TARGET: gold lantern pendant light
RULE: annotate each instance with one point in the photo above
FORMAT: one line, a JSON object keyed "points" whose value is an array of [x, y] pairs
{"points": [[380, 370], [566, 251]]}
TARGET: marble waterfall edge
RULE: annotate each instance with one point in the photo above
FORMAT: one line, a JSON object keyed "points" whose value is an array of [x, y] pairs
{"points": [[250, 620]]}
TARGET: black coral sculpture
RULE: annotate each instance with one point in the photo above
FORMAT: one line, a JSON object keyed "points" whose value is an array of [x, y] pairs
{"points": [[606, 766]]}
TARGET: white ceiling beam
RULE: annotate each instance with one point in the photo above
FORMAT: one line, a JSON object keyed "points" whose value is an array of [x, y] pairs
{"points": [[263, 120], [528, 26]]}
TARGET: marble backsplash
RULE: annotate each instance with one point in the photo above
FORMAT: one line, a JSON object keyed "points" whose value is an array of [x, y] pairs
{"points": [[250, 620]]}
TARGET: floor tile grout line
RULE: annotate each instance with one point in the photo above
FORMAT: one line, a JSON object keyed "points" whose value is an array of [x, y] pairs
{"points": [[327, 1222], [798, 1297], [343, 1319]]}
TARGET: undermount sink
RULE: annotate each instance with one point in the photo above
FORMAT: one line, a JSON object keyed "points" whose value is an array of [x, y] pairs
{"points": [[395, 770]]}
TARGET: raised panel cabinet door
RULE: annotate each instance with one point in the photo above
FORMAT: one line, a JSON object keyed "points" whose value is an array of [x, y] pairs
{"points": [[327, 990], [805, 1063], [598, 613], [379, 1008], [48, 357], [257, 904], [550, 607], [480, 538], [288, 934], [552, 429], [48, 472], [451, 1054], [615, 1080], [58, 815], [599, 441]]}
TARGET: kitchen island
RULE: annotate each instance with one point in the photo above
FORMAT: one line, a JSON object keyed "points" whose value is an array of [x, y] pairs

▬▬▬▬▬▬

## What this task involves
Please repeat all of the material above word for word, keeping every line in its original order.

## Answer below
TARGET: gold lantern pendant light
RULE: annotate each instance with one point in the photo above
FORMAT: one line, a JSON object keyed "points" whose value is an array of [x, y] pairs
{"points": [[380, 370], [566, 251]]}
TARGET: marble waterfall edge
RULE: annotate each instance with one point in the photo above
FORMAT: one line, a JSON object keyed "points" whose value is an array of [x, y] pairs
{"points": [[250, 620]]}
TARGET: black coral sculpture
RULE: annotate each instance with one point in the photo above
FORMAT: one line, a JSON object keyed "points" whose value is an array of [x, y] pairs
{"points": [[606, 766]]}
TARGET: white ceiling beam
RULE: annotate each instance with one point in the photo above
FORMAT: one line, a JSON object keyed "points" whose value is an array of [x, y] pairs
{"points": [[263, 120], [528, 26]]}
TARGET: marble backsplash
RULE: annotate each instance with one point in the photo above
FORMAT: one line, a JSON object keyed "points" whose value is an array of [x, y] pairs
{"points": [[250, 620]]}
TARGET: floor tile grout line
RULE: annotate each instance with one point in the photo above
FORMAT: one line, a JSON object keyed "points" whose value is an array of [x, y] pairs
{"points": [[327, 1222], [798, 1297], [343, 1319]]}
TARGET: undermount sink
RULE: annotate each instance with one point in the photo above
FORMAT: one line, a JSON object keyed "points" whose value is an array of [x, y] pairs
{"points": [[395, 770]]}
TARGET: raised panel cabinet door
RULE: annotate each instance with one point in the photo above
FORMAT: one line, a JSON object keyed "points" whose value is an array of [x, y] pairs
{"points": [[327, 990], [805, 1063], [598, 613], [379, 1008], [48, 357], [257, 904], [550, 607], [480, 538], [288, 934], [552, 429], [48, 472], [451, 1054], [615, 1080], [58, 815], [599, 441]]}
TARGET: kitchen island
RULE: annotate each instance with one point in the photo above
FORMAT: one line, a JSON object keyed "points" whose value is an array of [x, y] pairs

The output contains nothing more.